Problem set:
**1)** In the Spartan Motors financial notes, what percentage of Carpenter Industries, Inc. does the company own?
**2)** Rewrite the paragraph beginning "Nature of Operations." in the Spartan Motors financial notes as a short bulleted list that keeps its main facts.
**3)** Which wholly owned subsidiaries do the Spartan Motors financial notes name? List every one.

Excerpted text:
◇ ◇ ◇
Supplemental disclosures: Cash paid for interest was $3,134,600, $994,500 and $789,900 for 1999, 1998 and 1997, respectively. Cash paid for income taxes was $6,698,000, $1,472,000 and $1,488,000 for 1999, 1998 and 1997, respectively. Supplemental disclosures of non-cash activities: See Note 13 for detail of non-cash assets and liabilities related to acquisition of subsidiaries.

See Notes to Consolidated Financial Statements.


-19-



SPARTAN MOTORS, INC. AND SUBSIDIARIES
NOTES TO CONSOLIDATED FINANCIAL STATEMENTS

NOTE 1 - GENERAL AND SUMMARY OF ACCOUNTING POLICIES

Nature of Operations. Spartan Motors, Inc. (the "Company") is an international engineer and manufacturer of custom motor vehicle chassis and bodies. The Company's principal chassis markets are fire trucks, motorhomes, school buses, transit buses and specialty vehicles. The Company has four additional subsidiaries included in its consolidated financial statements that are manufacturers of bodies for various markets including fire trucks, ambulances and school buses.

Revenue Recognition. The Company's method of accounting for the recognition of revenue is to recognize revenue on production when the product has been completed, tested and tendered for delivery.

Principles of Consolidation. The consolidated financial statements include the accounts of the Company and its five wholly owned subsidiaries: Spartan Motors Chassis, Inc., Spartan Motors Foreign Sales Corporation, Inc, Quality Manufacturing, Inc., Luverne Fire Apparatus Co., Ltd. and Road Rescue, Inc. ("Road Rescue") (see Note 13). Carpenter Industries, Inc. ("Carpenter") is a 57.6% owned subsidiary that has been consolidated since October 23, 1998 (see Note 13). Before this date, Carpenter was accounted for on the equity method. All material inter-company transactions have been eliminated.
◇ ◇ ◇
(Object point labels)
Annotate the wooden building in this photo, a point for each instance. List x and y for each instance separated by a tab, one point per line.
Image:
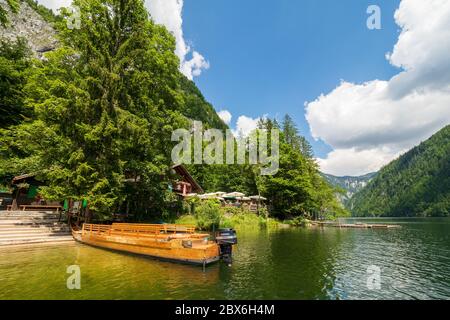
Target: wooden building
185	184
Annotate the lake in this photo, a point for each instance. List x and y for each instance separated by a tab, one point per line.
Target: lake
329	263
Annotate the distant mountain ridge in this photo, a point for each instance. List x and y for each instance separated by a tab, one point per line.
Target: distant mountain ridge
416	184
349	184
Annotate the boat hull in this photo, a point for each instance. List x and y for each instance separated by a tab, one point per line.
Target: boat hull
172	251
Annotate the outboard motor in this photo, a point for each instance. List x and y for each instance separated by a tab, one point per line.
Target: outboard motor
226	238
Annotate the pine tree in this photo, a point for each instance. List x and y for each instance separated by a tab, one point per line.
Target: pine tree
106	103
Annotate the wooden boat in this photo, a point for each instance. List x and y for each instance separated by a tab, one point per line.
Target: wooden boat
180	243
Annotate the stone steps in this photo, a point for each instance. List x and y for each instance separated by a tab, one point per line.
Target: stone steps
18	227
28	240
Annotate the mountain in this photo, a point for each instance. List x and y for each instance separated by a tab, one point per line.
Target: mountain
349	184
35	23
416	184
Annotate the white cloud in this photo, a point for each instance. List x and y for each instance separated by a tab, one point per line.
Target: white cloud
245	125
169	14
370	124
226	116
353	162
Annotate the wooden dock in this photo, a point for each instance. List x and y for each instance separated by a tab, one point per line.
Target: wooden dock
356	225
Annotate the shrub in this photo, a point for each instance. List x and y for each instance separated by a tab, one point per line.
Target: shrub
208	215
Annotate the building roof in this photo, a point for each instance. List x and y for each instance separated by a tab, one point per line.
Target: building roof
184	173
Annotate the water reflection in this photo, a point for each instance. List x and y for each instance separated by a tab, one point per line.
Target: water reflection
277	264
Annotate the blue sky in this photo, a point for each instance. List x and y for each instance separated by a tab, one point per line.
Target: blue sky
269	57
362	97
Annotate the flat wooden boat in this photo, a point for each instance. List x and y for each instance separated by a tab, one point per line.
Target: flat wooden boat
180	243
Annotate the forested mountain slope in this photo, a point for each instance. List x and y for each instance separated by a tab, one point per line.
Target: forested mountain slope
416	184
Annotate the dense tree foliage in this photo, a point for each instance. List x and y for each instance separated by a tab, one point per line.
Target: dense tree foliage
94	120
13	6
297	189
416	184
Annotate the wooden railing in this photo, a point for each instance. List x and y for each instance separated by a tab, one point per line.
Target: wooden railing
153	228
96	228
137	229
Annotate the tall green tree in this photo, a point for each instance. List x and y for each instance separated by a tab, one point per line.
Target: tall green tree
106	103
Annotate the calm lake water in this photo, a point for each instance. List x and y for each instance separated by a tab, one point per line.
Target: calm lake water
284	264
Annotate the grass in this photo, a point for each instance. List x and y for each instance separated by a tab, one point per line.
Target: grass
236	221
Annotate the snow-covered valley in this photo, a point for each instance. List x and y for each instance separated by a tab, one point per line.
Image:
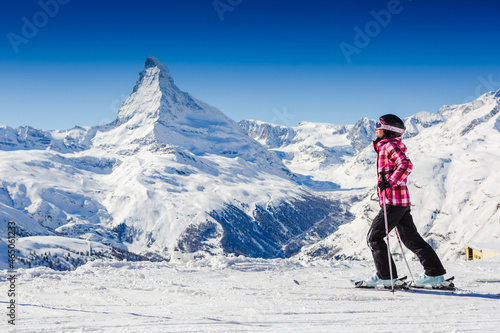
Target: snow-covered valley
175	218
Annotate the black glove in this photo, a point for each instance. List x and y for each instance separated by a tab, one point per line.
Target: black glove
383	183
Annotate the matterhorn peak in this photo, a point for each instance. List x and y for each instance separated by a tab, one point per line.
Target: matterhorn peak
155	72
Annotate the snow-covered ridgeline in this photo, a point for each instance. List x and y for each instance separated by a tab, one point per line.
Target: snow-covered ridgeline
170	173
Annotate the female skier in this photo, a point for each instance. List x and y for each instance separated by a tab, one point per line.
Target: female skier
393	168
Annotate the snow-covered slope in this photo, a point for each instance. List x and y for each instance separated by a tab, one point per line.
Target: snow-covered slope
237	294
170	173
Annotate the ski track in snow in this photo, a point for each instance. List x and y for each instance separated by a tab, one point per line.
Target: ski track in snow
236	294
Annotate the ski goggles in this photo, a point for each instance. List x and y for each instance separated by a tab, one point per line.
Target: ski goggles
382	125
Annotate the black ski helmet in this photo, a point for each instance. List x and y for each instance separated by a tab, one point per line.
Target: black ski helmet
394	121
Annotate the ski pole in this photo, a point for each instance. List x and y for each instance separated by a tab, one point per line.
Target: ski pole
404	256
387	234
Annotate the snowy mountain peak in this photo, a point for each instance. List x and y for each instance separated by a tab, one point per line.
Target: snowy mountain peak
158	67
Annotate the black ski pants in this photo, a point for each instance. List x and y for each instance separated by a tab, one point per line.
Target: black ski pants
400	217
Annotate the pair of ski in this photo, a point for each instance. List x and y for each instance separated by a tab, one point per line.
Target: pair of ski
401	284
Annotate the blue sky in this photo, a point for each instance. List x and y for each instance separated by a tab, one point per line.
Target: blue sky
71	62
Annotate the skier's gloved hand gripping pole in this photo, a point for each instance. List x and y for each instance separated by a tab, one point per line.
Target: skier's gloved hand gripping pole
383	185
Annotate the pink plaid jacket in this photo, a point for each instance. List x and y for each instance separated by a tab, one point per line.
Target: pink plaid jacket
◇ ◇ ◇
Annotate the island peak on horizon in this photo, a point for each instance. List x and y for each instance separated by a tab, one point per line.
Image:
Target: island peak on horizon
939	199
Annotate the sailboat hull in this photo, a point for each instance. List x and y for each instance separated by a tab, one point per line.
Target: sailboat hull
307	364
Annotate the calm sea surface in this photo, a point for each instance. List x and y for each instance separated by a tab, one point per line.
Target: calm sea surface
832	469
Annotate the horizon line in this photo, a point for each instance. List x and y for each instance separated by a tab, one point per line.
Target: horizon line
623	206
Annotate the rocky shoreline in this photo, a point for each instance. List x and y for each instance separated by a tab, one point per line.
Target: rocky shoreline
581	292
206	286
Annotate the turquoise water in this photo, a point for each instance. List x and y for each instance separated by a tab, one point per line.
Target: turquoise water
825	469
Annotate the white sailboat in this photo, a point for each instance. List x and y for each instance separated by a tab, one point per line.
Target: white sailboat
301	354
◇ ◇ ◇
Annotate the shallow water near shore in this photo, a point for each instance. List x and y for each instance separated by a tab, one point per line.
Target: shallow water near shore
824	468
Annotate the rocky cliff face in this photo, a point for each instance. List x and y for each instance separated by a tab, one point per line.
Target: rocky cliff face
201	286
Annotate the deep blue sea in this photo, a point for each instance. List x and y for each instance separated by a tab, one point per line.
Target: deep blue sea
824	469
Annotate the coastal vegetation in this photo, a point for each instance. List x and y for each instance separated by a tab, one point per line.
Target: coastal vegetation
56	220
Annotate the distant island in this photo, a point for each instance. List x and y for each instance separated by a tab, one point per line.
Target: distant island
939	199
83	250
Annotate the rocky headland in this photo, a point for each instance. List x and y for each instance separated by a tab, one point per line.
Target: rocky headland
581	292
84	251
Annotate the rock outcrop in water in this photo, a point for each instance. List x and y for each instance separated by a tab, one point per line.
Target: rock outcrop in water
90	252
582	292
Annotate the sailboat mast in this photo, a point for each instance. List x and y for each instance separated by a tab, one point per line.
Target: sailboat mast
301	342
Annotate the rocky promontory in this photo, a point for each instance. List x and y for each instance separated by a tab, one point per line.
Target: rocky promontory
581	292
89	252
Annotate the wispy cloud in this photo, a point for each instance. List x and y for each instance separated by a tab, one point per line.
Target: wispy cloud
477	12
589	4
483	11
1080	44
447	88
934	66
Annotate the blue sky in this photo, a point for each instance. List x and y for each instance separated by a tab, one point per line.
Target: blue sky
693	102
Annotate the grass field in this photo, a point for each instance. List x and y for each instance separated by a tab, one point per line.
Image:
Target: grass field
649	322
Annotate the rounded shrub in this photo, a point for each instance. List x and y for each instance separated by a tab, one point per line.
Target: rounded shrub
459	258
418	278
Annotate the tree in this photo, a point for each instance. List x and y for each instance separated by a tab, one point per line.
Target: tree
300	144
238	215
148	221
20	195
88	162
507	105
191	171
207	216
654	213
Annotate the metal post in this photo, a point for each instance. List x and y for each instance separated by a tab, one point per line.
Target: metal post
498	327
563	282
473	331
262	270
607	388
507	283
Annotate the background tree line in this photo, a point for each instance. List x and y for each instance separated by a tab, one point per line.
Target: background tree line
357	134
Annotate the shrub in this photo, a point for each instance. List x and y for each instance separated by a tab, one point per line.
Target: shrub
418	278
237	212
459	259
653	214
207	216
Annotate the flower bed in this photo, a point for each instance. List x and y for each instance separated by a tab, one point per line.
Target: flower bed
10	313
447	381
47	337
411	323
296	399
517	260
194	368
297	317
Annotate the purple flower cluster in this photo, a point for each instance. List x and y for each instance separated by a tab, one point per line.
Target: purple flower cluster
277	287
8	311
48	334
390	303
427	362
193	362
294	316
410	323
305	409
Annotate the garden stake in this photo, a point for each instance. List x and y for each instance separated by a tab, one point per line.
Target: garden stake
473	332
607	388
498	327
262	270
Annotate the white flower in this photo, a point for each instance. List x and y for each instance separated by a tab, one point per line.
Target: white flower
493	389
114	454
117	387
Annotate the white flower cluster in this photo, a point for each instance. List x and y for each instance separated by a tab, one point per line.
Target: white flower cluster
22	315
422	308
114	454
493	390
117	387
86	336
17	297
◇ ◇ ◇
Answers to the exercise:
**1)** 57.6%

**2)**
- Spartan Motors, Inc. is an international engineer and manufacturer of custom motor vehicle chassis and bodies.
- Principal chassis markets: fire trucks, motorhomes, school buses, transit buses and specialty vehicles.
- Four additional consolidated subsidiaries manufacture bodies for markets including fire trucks, ambulances and school buses.

**3)**
- Spartan Motors Chassis, Inc.
- Spartan Motors Foreign Sales Corporation, Inc.
- Quality Manufacturing, Inc.
- Luverne Fire Apparatus Co., Ltd.
- Road Rescue, Inc.